Task to complete: Edit the listing below by replacing every "Target" with "Object" and keeping everything else unchanged. Leave the pictures out of your output.

═══ Raw data

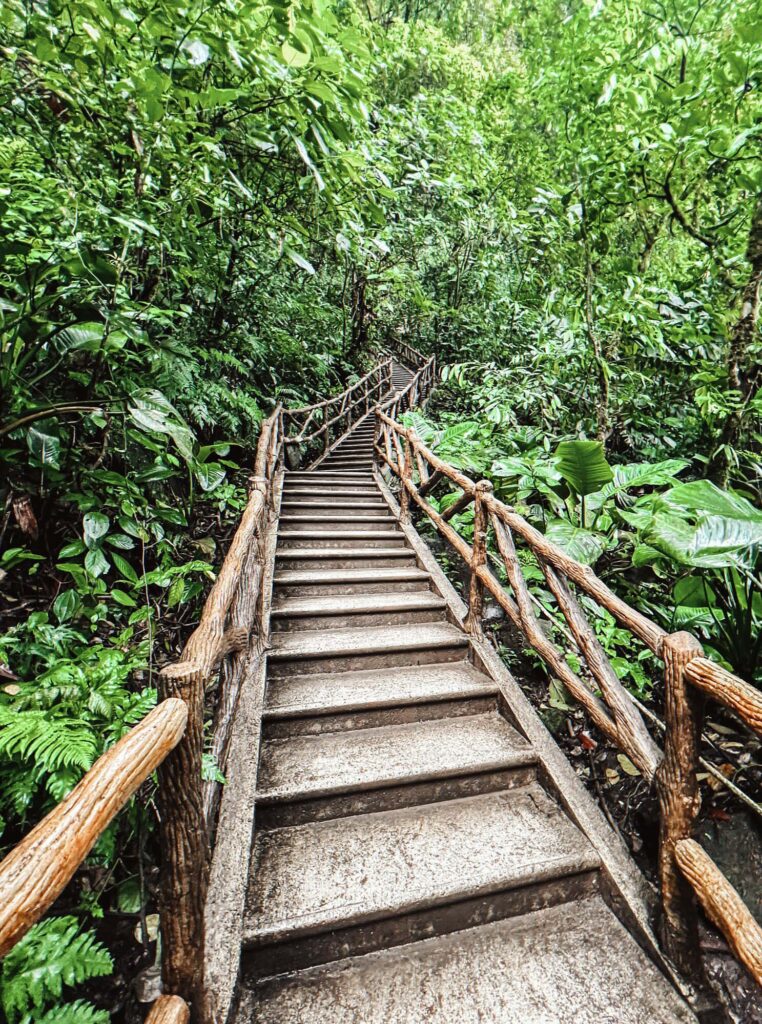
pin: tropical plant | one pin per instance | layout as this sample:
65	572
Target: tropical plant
52	955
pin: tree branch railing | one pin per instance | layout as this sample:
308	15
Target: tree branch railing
170	738
407	354
686	871
328	421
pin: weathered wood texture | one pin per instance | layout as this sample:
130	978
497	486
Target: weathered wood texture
478	559
344	409
688	678
169	1010
722	904
715	682
679	801
37	870
185	810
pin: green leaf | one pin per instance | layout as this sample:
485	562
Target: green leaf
94	525
714	543
82	337
44	446
583	465
703	497
124	567
209	474
66	604
693	592
583	545
300	261
96	563
293	56
52	954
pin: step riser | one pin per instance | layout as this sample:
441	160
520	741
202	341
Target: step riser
278	668
308	539
321	477
354	621
349	462
424	711
299	494
348	589
391	798
330	511
291	560
335	945
318	523
364	486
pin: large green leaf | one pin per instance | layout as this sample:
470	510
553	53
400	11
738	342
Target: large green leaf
715	542
639	474
583	545
704	498
583	465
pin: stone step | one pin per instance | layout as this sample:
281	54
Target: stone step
294	539
342	875
304	701
555	966
343	558
320	477
304	520
335	611
358	510
307	777
341	492
376	640
375	580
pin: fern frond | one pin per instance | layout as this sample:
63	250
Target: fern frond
51	954
51	743
79	1012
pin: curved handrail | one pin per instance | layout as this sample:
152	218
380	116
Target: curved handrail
615	712
170	738
37	870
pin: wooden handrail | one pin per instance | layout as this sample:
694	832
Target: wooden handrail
615	713
722	904
170	738
37	870
336	399
169	1010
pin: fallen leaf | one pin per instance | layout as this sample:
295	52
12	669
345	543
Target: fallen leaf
627	766
25	516
727	770
152	927
586	739
717	814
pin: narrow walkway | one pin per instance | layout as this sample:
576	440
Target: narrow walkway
409	865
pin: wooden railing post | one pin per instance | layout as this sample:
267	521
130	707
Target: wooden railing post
184	844
472	623
406	479
680	800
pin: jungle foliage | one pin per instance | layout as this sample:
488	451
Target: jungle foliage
210	208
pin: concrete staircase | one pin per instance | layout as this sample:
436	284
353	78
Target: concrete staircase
411	861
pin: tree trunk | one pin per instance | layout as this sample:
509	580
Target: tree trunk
743	374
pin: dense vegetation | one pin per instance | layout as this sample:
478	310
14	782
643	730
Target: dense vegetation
209	208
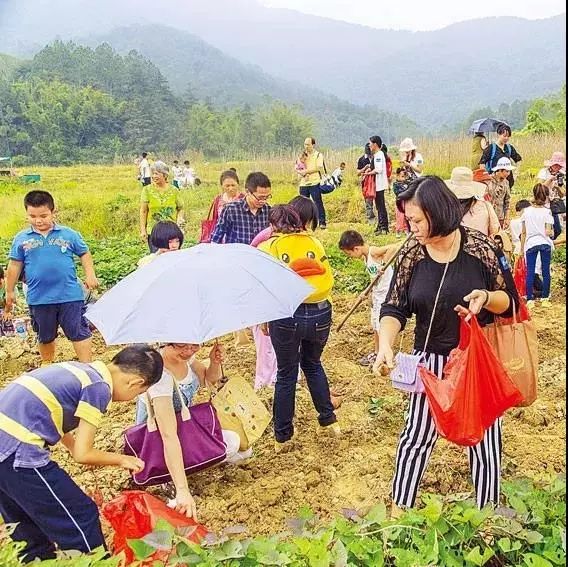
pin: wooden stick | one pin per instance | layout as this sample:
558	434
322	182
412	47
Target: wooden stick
368	289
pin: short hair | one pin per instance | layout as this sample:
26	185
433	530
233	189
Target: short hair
441	207
522	204
142	360
540	194
349	239
376	140
306	209
229	174
285	219
256	179
163	232
39	198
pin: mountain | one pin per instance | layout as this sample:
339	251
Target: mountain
203	72
435	77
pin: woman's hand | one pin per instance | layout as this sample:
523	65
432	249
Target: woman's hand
217	354
384	361
185	504
477	299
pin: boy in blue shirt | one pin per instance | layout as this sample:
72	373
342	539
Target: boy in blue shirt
45	251
42	408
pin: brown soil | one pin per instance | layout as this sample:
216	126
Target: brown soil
355	470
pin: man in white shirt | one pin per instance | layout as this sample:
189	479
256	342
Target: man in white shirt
381	183
144	167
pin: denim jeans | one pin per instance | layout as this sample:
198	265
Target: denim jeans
314	192
545	255
299	342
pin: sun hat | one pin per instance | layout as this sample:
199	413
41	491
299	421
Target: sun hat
503	163
462	185
556	159
407	145
160	167
480	175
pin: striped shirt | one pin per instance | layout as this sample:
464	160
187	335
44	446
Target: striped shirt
39	407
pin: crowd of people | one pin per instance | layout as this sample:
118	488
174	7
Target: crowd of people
455	264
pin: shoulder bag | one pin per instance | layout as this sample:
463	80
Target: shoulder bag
200	437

══════

Result of this task:
pin: tropical plant | one pin per instance | layout as this sample:
65	572
Object: tropical plant
52	955
pin: tree branch railing | one pin per instance | layout as this sample:
308	15
Object: tree branch railing
170	738
407	354
686	871
328	421
pin: weathered wood texture | one pin per instance | layout as this sample:
130	978
497	486
Object: weathered wood texture
478	559
344	409
688	678
169	1010
722	904
715	682
679	801
37	870
185	810
pin: green leaf | one pin per instance | layout as this sample:
485	562
Object: green leaf
94	525
714	543
82	337
44	446
583	465
703	497
124	567
209	474
66	604
693	592
583	545
300	261
96	563
293	56
52	954
pin: step riser | one pin per instance | layout as this sample:
441	160
520	741
202	341
Object: step riser
278	668
308	539
321	477
354	621
349	462
424	711
299	494
348	589
391	798
330	511
291	560
335	945
318	523
364	486
pin: large green leaf | one pin per instance | layout as this sample:
470	510
553	53
400	11
738	342
Object: large green leaf
715	542
639	474
583	545
704	498
583	465
pin: stone step | one pin per instance | layout as this sample:
281	54
Object: stone step
294	539
342	875
304	701
555	966
343	558
320	477
304	520
335	611
358	510
307	777
341	492
376	640
375	580
pin: fern frond | one pin per instance | layout as this sample:
63	250
Object: fern frond
51	954
51	743
79	1012
pin: curved handrail | one pin per instance | layout as this sample:
152	218
380	116
Object: curved handrail
615	712
170	738
37	870
pin: wooden handrail | one pin per instance | layout as this sample:
694	832
Object: wooden handrail
615	713
722	904
170	738
37	870
336	399
169	1010
pin: fallen leaf | one pin per instance | layout as this sample:
295	52
12	669
345	543
Object: fallen leaf
627	766
25	516
727	770
152	927
586	739
717	814
pin: narrow walkway | one pin per instance | layout as this sample:
576	440
Object: narrow walkway
409	865
pin: wooden railing post | one pin per instance | layout as this sample:
267	521
130	707
Object: wooden railing post
184	844
472	623
406	479
680	800
pin: jungle foliage | one pin per instance | layout as this sample:
488	451
Object: jungle foliage
210	208
pin: concrete staircase | one pin per instance | layout as this sample:
436	284
353	78
Object: concrete staircase
411	861
pin: tree trunk | one pin per instance | layout as this sample:
509	580
Object: tree trunk
743	374
pin: dense vegetation | one pin per instance | layout as this sample:
478	310
14	782
643	730
Object: dense vegetation
209	208
pin: wooden stick | one pin per instance | layout as this sample:
558	434
322	182
412	47
Object: wooden stick
368	289
pin: short hair | one pin per instance | layout as this sample:
26	185
433	530
233	189
Object: short hair
441	207
522	204
142	360
540	194
349	239
376	140
306	209
229	174
285	219
256	179
163	232
39	198
pin: mountain | one pin per instance | layout as this sample:
339	251
Object: mountain
203	72
435	77
pin: woman's hand | one pin per instance | layout as this sample:
523	65
432	249
Object: woman's hand
217	354
384	361
185	504
477	299
pin: boy in blue shirt | one pin per instance | layout as this sample:
72	373
342	539
Object: boy in blue shirt
45	251
42	408
pin: brown soil | one pin per instance | layout as this sample:
216	126
Object: brown soil
355	470
pin: man in white shirt | one pin per instance | layout as this sample:
189	479
256	342
Object: man in white shirt
381	183
144	167
pin: denim jeans | one pin per instance | layout as this sample:
198	265
Object: denim jeans
314	192
545	255
299	342
pin: sun hat | one pin per instance | layout as this sample:
199	413
41	491
299	421
Object: sun hat
503	163
462	185
556	159
407	145
160	167
480	175
pin: striped shirt | one pin per instance | layout as this sample:
464	160
187	335
44	446
Object: striped shirt
39	407
pin: crowd of people | one pin per instance | layout as this sample:
118	488
174	7
Object: crowd of people
455	264
pin: shoulder bag | one pin per instance | layout as this sample:
463	80
Object: shoulder bag
200	437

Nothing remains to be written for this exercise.